### RAW DATA
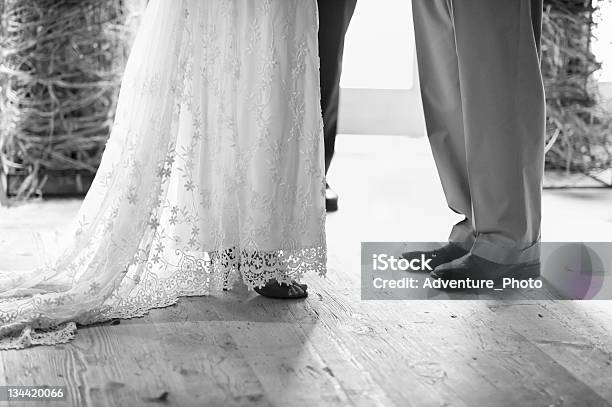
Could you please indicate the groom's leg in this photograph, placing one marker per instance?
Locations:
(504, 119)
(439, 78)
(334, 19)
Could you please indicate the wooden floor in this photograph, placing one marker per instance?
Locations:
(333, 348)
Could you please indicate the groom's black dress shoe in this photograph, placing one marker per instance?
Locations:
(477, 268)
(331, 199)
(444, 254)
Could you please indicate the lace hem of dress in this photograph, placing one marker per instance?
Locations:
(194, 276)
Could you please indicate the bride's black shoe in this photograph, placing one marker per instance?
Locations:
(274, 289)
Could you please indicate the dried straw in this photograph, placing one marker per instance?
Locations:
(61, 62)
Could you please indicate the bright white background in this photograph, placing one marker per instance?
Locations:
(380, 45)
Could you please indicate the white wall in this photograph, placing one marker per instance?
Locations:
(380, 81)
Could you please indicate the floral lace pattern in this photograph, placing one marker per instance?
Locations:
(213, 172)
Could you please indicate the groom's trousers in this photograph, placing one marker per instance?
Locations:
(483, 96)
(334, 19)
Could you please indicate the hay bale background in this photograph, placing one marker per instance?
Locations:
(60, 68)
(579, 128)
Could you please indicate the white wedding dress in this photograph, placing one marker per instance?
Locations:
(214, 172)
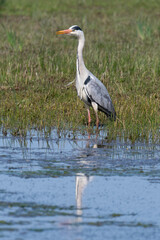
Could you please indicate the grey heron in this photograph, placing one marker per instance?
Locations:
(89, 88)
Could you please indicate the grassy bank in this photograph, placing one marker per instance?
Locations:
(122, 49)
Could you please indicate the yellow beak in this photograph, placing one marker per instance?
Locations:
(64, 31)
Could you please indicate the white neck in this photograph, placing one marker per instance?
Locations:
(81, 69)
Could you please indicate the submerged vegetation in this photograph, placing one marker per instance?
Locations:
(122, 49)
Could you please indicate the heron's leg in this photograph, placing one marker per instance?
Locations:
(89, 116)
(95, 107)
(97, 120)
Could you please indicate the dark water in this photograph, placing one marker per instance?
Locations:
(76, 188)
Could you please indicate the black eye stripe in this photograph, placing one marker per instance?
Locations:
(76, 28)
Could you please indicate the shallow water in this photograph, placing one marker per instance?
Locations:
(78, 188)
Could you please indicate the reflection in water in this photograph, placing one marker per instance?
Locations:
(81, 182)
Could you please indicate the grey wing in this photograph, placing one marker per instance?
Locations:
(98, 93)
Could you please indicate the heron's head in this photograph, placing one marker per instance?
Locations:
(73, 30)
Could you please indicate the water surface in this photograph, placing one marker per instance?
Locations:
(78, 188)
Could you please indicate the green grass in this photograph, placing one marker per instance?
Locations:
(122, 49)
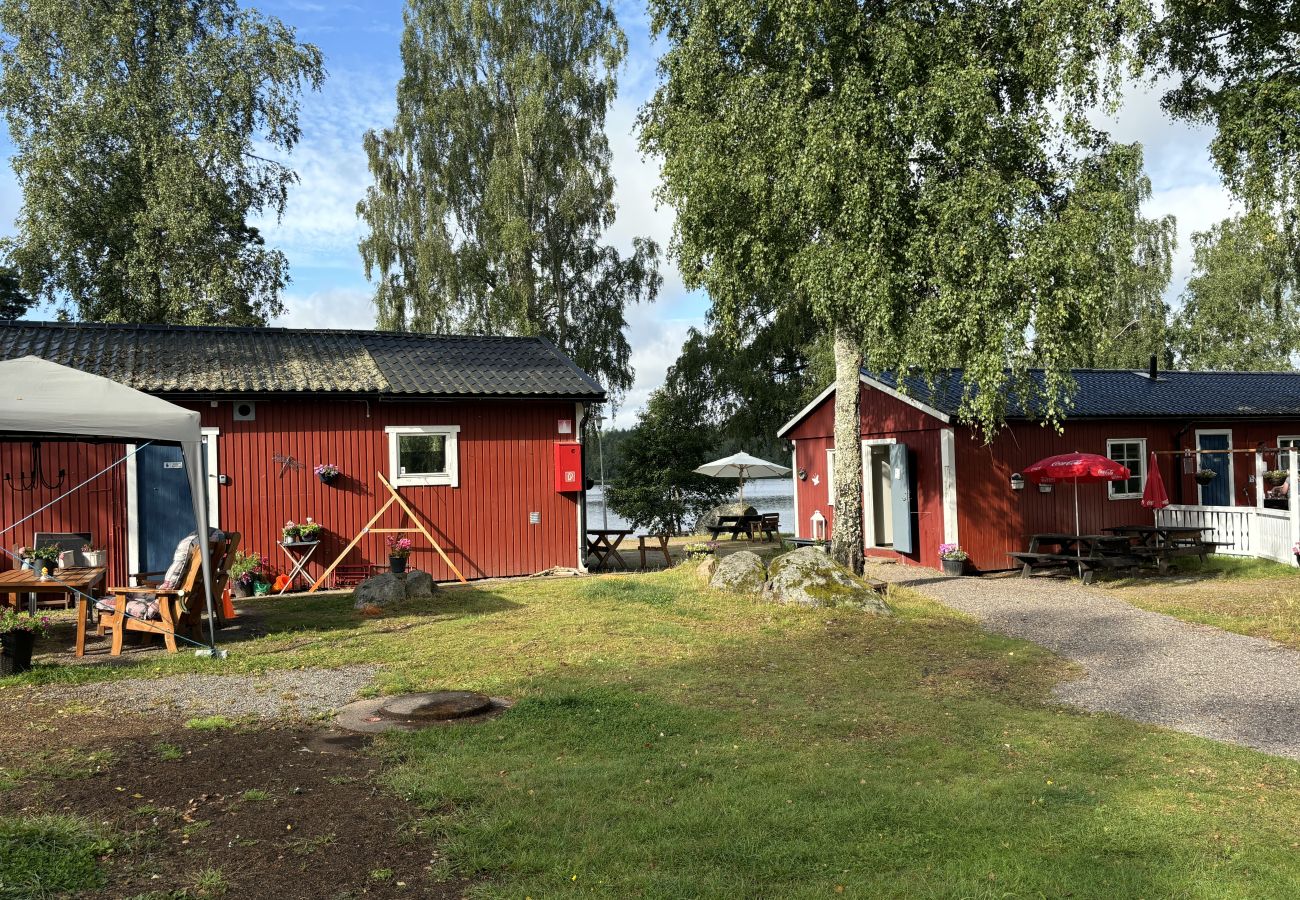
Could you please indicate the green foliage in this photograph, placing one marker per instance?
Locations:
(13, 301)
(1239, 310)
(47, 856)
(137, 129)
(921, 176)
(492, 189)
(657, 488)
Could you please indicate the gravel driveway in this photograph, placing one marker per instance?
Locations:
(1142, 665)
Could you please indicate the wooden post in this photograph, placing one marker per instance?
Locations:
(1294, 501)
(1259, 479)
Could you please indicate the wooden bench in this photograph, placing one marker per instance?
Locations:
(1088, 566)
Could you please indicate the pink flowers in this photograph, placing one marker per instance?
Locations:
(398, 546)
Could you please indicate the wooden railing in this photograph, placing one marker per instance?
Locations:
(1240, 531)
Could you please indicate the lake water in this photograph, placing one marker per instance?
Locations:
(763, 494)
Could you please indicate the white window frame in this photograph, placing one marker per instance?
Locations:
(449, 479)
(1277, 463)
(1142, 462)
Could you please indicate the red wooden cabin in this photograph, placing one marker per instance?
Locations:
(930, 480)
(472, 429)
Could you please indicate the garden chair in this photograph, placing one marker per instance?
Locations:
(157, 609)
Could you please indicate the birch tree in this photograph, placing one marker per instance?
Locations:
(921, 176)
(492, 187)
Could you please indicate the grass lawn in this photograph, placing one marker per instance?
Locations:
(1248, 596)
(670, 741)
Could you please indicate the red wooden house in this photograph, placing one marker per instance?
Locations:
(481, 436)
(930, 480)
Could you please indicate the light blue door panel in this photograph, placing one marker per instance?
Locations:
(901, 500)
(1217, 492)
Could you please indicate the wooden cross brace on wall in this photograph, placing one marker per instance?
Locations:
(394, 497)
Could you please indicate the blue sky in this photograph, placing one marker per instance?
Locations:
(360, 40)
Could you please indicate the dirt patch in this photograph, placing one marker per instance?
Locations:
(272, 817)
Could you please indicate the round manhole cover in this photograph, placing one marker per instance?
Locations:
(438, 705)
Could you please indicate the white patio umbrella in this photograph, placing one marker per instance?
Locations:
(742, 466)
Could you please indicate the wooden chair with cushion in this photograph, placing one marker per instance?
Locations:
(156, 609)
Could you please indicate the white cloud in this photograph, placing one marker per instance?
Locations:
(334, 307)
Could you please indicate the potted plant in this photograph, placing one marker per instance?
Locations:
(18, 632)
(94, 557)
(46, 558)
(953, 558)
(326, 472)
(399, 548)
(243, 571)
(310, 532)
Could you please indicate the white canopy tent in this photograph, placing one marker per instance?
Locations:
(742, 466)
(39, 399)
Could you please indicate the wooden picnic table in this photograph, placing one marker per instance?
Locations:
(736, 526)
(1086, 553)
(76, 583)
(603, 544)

...

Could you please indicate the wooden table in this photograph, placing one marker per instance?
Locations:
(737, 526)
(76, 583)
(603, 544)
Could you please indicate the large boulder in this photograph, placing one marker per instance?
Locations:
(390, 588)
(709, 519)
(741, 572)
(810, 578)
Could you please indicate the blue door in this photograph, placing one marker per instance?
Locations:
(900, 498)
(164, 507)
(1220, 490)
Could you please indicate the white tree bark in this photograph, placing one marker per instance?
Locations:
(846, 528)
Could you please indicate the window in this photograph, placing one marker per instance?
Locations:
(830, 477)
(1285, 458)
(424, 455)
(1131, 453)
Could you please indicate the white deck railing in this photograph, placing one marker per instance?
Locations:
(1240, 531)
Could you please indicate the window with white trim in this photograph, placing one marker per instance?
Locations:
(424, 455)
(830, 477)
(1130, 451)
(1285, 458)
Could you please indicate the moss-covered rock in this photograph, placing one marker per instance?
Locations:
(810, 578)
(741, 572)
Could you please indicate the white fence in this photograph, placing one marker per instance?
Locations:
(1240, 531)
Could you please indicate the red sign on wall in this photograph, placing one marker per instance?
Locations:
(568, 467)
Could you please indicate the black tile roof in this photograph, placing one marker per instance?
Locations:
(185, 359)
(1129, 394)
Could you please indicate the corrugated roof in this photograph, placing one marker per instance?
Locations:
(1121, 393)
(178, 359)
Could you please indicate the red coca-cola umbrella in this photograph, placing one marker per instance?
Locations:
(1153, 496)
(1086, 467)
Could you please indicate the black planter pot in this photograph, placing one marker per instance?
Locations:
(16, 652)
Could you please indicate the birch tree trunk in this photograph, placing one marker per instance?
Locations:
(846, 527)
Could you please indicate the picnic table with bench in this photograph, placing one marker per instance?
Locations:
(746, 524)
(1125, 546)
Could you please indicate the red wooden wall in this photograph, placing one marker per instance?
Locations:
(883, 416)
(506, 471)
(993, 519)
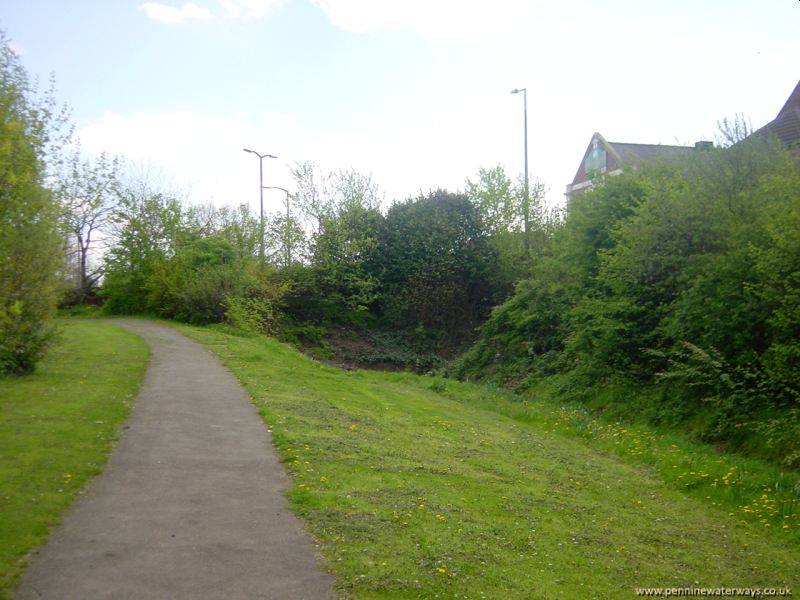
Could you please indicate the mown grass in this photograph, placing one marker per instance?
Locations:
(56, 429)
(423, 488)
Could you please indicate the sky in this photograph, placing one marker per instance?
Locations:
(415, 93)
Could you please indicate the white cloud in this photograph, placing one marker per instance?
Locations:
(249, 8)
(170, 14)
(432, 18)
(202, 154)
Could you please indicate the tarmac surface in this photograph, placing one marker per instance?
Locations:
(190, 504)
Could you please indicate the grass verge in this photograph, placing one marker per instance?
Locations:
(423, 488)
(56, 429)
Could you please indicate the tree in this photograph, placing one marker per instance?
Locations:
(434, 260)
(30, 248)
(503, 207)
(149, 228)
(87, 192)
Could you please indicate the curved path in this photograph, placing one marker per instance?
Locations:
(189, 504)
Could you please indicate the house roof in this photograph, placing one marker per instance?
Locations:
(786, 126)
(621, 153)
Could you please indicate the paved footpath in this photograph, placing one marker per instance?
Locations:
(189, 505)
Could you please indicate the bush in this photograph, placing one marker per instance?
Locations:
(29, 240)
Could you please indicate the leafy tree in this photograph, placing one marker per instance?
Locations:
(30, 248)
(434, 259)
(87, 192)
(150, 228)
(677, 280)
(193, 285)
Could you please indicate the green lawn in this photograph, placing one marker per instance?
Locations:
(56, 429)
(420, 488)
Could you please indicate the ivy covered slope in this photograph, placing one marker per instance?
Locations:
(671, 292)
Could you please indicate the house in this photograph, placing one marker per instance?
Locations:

--

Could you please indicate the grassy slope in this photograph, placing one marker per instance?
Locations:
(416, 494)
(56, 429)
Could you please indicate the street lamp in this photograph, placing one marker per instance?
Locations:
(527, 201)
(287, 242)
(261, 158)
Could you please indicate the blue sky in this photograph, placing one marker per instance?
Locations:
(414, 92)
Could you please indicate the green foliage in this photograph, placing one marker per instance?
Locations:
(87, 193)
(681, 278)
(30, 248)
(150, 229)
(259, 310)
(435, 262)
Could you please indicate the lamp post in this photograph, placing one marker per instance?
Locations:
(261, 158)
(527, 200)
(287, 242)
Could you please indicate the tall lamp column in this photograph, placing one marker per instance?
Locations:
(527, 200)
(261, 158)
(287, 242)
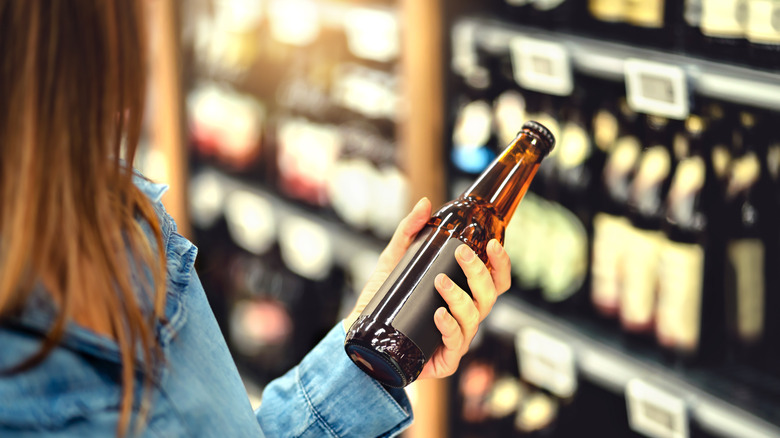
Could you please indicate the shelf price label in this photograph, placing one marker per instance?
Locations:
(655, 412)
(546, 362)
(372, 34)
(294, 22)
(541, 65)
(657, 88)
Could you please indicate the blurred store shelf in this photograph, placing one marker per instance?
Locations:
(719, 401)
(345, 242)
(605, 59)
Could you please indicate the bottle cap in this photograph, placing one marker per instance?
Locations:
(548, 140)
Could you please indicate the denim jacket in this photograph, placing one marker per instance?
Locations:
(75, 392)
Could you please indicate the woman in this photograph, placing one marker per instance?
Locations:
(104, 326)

### SET TASK
Show every line of the rows above that contains the string "window", with case counting.

### ANSWER FOR THE TASK
Could you please indicate the white window frame in this photograph, placing one marker per instance?
Could you please indicate the window in this photograph, placing one marker per instance?
Could you please indicate the window with white trim in this photograph, placing one marker per instance?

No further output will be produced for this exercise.